# [PROBLEM REQUIREMENTS]
Write each line of the records below as one string in a JSON list, skipping any blank lines.

── SUPPLIED DATA ──

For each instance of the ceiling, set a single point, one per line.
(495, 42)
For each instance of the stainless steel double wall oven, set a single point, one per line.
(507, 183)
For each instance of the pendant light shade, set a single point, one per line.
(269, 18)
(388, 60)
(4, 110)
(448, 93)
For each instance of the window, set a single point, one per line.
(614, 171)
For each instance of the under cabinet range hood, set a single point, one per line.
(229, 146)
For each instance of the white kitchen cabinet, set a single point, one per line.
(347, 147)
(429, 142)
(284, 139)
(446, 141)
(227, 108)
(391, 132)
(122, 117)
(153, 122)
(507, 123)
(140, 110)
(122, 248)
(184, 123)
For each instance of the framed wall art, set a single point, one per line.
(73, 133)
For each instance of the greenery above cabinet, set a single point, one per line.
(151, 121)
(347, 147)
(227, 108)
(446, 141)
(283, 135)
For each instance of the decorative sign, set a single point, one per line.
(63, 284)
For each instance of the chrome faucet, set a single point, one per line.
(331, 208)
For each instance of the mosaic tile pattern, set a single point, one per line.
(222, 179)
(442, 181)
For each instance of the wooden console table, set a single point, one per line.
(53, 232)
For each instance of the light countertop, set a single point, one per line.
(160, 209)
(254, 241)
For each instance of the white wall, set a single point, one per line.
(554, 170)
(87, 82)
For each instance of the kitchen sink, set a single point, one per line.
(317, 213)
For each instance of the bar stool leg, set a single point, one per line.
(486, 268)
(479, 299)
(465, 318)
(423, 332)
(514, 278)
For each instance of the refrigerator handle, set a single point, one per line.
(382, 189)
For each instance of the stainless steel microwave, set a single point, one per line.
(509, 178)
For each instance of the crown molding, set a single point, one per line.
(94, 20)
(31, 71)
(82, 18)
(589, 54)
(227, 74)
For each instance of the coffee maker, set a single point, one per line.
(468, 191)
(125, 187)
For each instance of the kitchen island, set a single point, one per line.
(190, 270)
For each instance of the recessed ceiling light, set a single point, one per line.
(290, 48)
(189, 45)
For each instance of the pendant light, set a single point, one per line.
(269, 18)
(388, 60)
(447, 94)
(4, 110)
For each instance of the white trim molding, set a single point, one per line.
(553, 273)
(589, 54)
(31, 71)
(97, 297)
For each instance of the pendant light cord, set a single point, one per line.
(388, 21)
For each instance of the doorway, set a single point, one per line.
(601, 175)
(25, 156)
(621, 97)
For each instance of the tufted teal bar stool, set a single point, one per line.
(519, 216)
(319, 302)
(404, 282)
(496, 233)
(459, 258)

───

# [SOLUTION FOR THIS EXERCISE]
[
  "For each instance of the ceiling, set a single point, one per line.",
  "(495, 42)",
  "For each instance of the stainless steel double wall oven, set a single point, one per line.",
  "(507, 183)",
  "For each instance of the pendant light shade, set a single point, one per line.",
  "(269, 18)",
  "(388, 60)",
  "(4, 110)",
  "(448, 93)",
  "For each instance of the window, set a single point, one per line.",
  "(614, 171)",
  "For each instance of the under cabinet range hood, set a single point, one per line.",
  "(229, 146)",
  "For each instance of the white kitchen cabinet, set a single point, one per line.",
  "(347, 147)",
  "(429, 142)",
  "(284, 139)",
  "(446, 141)",
  "(227, 108)",
  "(391, 132)",
  "(122, 117)",
  "(153, 122)",
  "(507, 123)",
  "(140, 110)",
  "(122, 248)",
  "(184, 123)",
  "For each instance of the framed wall art, set a single point, one per line.",
  "(73, 133)",
  "For each instance of the greenery above cabinet, set a single point, one per line.",
  "(151, 121)",
  "(347, 147)",
  "(227, 108)",
  "(446, 141)",
  "(283, 135)",
  "For each instance of the decorative sign, set a single point, one per line.",
  "(63, 284)",
  "For each instance of the chrome faucet, set a single point, one per line.",
  "(331, 208)",
  "For each instance of the mosaic tile pattern, set a single point, one per line.",
  "(222, 179)",
  "(442, 181)",
  "For each instance of the wooden console table, set a single point, one per line.",
  "(53, 232)",
  "For each instance of the light countertop, set a single point, one per line.",
  "(160, 209)",
  "(254, 241)",
  "For each instance of the white wall, set a single point, one per line.",
  "(554, 170)",
  "(87, 82)",
  "For each instance of the kitchen sink, set a single point, one per line.",
  "(317, 213)",
  "For each instance of the bar stool leg, set a single point, one per line.",
  "(486, 268)",
  "(479, 299)",
  "(465, 318)",
  "(423, 332)",
  "(514, 278)",
  "For each instance of the refrigerator handle, set a single point, one per line.",
  "(382, 189)",
  "For each instance of the stainless steel microwave, set a single point, one per line.",
  "(509, 178)",
  "For each instance of the crown molding, set a single point, one per line.",
  "(94, 20)",
  "(31, 71)",
  "(82, 18)",
  "(589, 54)",
  "(227, 74)",
  "For each instance of the coffee maker, set a single point, one per line.",
  "(468, 191)",
  "(125, 187)",
  "For each instance of the kitchen island, set a single point, one per line.",
  "(190, 270)",
  "For each instance of the recessed ceiling light, set a single point, one per line.",
  "(290, 48)",
  "(189, 45)",
  "For each instance of the pendant light, set a single point, one per line.",
  "(269, 18)",
  "(388, 60)",
  "(447, 94)",
  "(4, 110)",
  "For each instance of the white trim molding, set a single point, one per line.",
  "(553, 273)",
  "(589, 54)",
  "(31, 71)",
  "(97, 297)",
  "For each instance of the pendant light cord, set a single point, one per line.",
  "(388, 21)",
  "For each instance of the doorway, set a single point, one per line.",
  "(601, 175)",
  "(25, 156)",
  "(621, 97)",
  "For each instance of the tufted teal bar stool, set a single point, one per line.",
  "(519, 216)",
  "(319, 302)",
  "(404, 282)",
  "(496, 233)",
  "(459, 258)"
]